- _What needs to be done_
Repeat all entries below exactly as shown.

#### Provided data ####

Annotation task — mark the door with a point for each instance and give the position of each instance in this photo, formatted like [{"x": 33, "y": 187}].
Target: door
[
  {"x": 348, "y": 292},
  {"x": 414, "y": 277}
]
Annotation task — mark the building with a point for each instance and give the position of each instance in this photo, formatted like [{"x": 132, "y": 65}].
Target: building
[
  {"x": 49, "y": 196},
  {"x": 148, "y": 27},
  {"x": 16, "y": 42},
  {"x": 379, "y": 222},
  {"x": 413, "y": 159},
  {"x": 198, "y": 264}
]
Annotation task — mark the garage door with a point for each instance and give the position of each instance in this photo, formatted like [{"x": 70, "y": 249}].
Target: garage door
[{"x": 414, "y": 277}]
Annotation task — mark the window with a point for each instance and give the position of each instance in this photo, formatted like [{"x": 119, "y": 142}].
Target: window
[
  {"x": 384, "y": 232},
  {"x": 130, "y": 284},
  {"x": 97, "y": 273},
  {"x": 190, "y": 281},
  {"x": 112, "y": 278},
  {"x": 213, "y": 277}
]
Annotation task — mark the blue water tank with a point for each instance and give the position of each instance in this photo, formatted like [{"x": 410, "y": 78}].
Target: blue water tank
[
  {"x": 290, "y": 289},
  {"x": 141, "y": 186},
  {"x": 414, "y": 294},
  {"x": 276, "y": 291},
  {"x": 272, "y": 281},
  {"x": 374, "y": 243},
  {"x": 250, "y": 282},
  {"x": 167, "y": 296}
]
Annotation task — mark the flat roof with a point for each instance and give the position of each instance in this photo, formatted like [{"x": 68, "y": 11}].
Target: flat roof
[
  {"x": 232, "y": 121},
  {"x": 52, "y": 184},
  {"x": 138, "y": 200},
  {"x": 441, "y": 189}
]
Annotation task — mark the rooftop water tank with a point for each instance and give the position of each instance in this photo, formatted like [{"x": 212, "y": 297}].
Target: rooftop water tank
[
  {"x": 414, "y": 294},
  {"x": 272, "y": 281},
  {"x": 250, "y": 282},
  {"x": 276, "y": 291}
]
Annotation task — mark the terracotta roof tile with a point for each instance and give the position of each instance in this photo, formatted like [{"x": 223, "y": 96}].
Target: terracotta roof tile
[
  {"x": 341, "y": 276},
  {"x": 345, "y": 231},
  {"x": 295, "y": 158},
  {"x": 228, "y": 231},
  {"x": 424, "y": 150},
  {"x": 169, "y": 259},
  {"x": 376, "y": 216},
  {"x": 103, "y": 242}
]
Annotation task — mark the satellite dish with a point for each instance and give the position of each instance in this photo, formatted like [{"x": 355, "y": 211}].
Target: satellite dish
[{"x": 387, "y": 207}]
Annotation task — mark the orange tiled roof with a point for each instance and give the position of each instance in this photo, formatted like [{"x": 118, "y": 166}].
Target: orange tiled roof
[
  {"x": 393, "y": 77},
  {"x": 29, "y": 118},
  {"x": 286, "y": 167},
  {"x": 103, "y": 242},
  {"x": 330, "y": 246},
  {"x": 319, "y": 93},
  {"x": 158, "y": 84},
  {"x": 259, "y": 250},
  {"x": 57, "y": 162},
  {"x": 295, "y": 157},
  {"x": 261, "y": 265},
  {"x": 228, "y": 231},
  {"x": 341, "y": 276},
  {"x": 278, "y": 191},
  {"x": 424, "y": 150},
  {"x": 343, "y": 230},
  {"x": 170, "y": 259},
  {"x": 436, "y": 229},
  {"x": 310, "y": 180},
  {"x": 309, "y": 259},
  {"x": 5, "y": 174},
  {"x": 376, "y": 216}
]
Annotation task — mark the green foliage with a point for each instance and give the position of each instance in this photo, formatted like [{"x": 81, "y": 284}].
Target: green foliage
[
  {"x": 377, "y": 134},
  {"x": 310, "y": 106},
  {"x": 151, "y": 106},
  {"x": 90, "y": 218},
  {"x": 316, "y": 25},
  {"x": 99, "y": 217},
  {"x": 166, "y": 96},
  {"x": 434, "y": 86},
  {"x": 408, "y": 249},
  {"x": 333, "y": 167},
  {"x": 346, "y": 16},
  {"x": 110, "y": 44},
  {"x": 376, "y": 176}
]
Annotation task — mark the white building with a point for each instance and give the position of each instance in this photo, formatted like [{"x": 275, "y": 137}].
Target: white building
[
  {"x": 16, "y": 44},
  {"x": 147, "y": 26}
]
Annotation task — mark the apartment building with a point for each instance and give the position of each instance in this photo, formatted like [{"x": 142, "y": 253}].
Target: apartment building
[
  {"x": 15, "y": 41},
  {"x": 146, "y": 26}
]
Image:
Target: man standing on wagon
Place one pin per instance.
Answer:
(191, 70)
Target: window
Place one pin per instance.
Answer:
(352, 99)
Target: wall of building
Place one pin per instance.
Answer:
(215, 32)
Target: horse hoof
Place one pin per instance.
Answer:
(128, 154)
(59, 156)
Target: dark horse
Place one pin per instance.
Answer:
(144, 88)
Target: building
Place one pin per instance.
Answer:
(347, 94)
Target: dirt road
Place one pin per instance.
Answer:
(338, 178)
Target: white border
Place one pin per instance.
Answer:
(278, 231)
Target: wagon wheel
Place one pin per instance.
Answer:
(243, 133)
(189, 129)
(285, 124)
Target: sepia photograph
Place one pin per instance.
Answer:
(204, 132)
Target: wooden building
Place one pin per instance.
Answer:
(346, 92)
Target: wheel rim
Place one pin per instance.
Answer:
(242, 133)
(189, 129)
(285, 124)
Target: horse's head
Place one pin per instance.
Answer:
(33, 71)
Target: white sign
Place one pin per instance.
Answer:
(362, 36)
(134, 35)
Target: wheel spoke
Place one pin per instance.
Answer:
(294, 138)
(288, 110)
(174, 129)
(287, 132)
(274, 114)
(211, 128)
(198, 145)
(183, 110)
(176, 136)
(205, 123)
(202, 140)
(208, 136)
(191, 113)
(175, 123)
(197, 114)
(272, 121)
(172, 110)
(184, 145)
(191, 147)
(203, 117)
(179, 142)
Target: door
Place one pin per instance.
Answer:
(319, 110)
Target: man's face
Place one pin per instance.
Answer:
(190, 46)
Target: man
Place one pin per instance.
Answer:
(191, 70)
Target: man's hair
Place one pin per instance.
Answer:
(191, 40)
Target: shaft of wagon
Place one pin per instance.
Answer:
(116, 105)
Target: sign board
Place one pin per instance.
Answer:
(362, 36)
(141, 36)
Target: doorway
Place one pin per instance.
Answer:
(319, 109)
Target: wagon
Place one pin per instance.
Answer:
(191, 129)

####

- _Task result_
Annotation task — mark the door with a point for each instance and give the position of each instance in this photo, formatted like [{"x": 33, "y": 187}].
Target: door
[
  {"x": 348, "y": 292},
  {"x": 414, "y": 277}
]
Annotation task — mark the building with a point for each instance and give the position of each instance in this photo, formatted like [{"x": 132, "y": 65}].
Target: building
[
  {"x": 49, "y": 196},
  {"x": 148, "y": 27},
  {"x": 16, "y": 42},
  {"x": 379, "y": 222},
  {"x": 413, "y": 159},
  {"x": 198, "y": 264}
]
Annotation task — mark the garage door with a point for each instance and give the position of each instance in this photo, formatted like [{"x": 70, "y": 249}].
Target: garage door
[{"x": 414, "y": 277}]
Annotation task — mark the window with a point for each instance and give the position of each instance in this photo, formatted like [{"x": 119, "y": 142}].
Target: window
[
  {"x": 384, "y": 232},
  {"x": 130, "y": 284},
  {"x": 97, "y": 273},
  {"x": 190, "y": 281},
  {"x": 112, "y": 278},
  {"x": 213, "y": 277}
]
Annotation task — mark the blue water tank with a point for each instance and give the position of each instance in this photo, formatted like [{"x": 410, "y": 78}].
Target: blue water tank
[
  {"x": 290, "y": 289},
  {"x": 141, "y": 186},
  {"x": 414, "y": 294},
  {"x": 276, "y": 291},
  {"x": 272, "y": 281},
  {"x": 374, "y": 243},
  {"x": 250, "y": 282},
  {"x": 167, "y": 296}
]
Annotation task — mark the flat roof with a point for each instance and give the position of each instance in this photo, formatted like [{"x": 68, "y": 11}].
Target: flat roof
[
  {"x": 232, "y": 121},
  {"x": 52, "y": 184},
  {"x": 138, "y": 200},
  {"x": 441, "y": 189}
]
Annotation task — mark the rooftop water tank with a point for each instance and give the position of each instance in this photo, formatted like [{"x": 212, "y": 297}].
Target: rooftop water tank
[
  {"x": 414, "y": 294},
  {"x": 272, "y": 281},
  {"x": 250, "y": 282},
  {"x": 276, "y": 291}
]
Annotation task — mark the terracotta roof tile with a point for each instance and give the position of each instance in this photo, formatted like [{"x": 223, "y": 96}].
Target: terracotta roof tile
[
  {"x": 341, "y": 276},
  {"x": 345, "y": 231},
  {"x": 295, "y": 158},
  {"x": 228, "y": 231},
  {"x": 424, "y": 150},
  {"x": 169, "y": 259},
  {"x": 376, "y": 216},
  {"x": 103, "y": 242}
]
Annotation task — mark the satellite dish with a point for each instance and give the position of each instance in this photo, formatted like [{"x": 355, "y": 211}].
Target: satellite dish
[{"x": 387, "y": 207}]
Annotation task — mark the orange tiled roof with a point for each instance and give the position of each instance in this photo, formatted like [{"x": 118, "y": 166}].
Target: orange tiled roof
[
  {"x": 393, "y": 77},
  {"x": 29, "y": 118},
  {"x": 286, "y": 167},
  {"x": 103, "y": 242},
  {"x": 330, "y": 246},
  {"x": 319, "y": 93},
  {"x": 158, "y": 84},
  {"x": 259, "y": 250},
  {"x": 57, "y": 162},
  {"x": 295, "y": 157},
  {"x": 261, "y": 265},
  {"x": 228, "y": 231},
  {"x": 341, "y": 276},
  {"x": 278, "y": 191},
  {"x": 424, "y": 150},
  {"x": 343, "y": 230},
  {"x": 170, "y": 259},
  {"x": 436, "y": 229},
  {"x": 310, "y": 180},
  {"x": 309, "y": 259},
  {"x": 5, "y": 174},
  {"x": 376, "y": 216}
]
Annotation task — mark the green foliage with a point for each instance and give the position of each instance in this photo, formatted like [{"x": 81, "y": 284}].
Target: green foliage
[
  {"x": 377, "y": 134},
  {"x": 310, "y": 106},
  {"x": 151, "y": 106},
  {"x": 90, "y": 218},
  {"x": 316, "y": 25},
  {"x": 99, "y": 217},
  {"x": 166, "y": 96},
  {"x": 434, "y": 86},
  {"x": 408, "y": 249},
  {"x": 333, "y": 167},
  {"x": 346, "y": 16},
  {"x": 110, "y": 44},
  {"x": 376, "y": 176}
]
Annotation task — mark the white building with a point for each instance and give the position of each instance in this photo, formatted like [{"x": 275, "y": 137}].
Target: white building
[
  {"x": 16, "y": 44},
  {"x": 147, "y": 26}
]
Annotation task — mark the apartment building with a point for each instance and give the position of each instance in this photo, formatted like [{"x": 142, "y": 253}].
Target: apartment building
[
  {"x": 15, "y": 41},
  {"x": 146, "y": 26}
]
Image:
Target: man standing on wagon
Place one pin per instance.
Answer:
(191, 70)
Target: window
Place one pin per instance.
Answer:
(352, 99)
Target: wall of building
Place one pin per instance.
Answer:
(215, 32)
Target: horse hoof
Place one pin per instance.
Answer:
(128, 154)
(59, 156)
Target: dark horse
Place one pin per instance.
Answer:
(144, 88)
Target: building
Place one pin per instance.
Answer:
(347, 94)
Target: dirt road
Place one pin per instance.
Answer:
(338, 178)
Target: white border
Place one pin per instance.
Answer:
(278, 231)
Target: wagon wheel
Place one pin per instance.
Answer:
(243, 133)
(189, 129)
(285, 124)
Target: sepia photograph
Place one pin per instance.
Answer:
(204, 132)
Target: wooden building
Place one pin per instance.
Answer:
(346, 92)
Target: wheel rim
Place one pin per instance.
Answer:
(242, 133)
(189, 129)
(285, 124)
Target: horse's head
Place one pin per instance.
Answer:
(33, 71)
Target: white sign
Place one pin per instance.
Answer:
(362, 36)
(134, 35)
Target: wheel spoke
Place one pin per instance.
Answer:
(294, 138)
(288, 110)
(174, 129)
(287, 132)
(274, 114)
(211, 128)
(198, 145)
(183, 110)
(176, 136)
(205, 123)
(202, 140)
(208, 136)
(191, 113)
(175, 123)
(197, 114)
(272, 121)
(172, 110)
(184, 145)
(191, 147)
(203, 117)
(179, 142)
Target: door
Place one pin per instance.
Answer:
(319, 110)
Target: man's face
Place one pin per instance.
Answer:
(190, 46)
Target: man
Place one pin per instance.
Answer:
(191, 70)
Target: man's hair
Place one pin per instance.
Answer:
(191, 40)
Target: shaft of wagon
Place one pin per instance.
Answer:
(116, 105)
Target: sign board
Place one pin per instance.
Answer:
(362, 36)
(141, 36)
Target: doorway
Place one pin per instance.
Answer:
(319, 109)
Target: wagon
Place one pin per instance.
Answer:
(191, 129)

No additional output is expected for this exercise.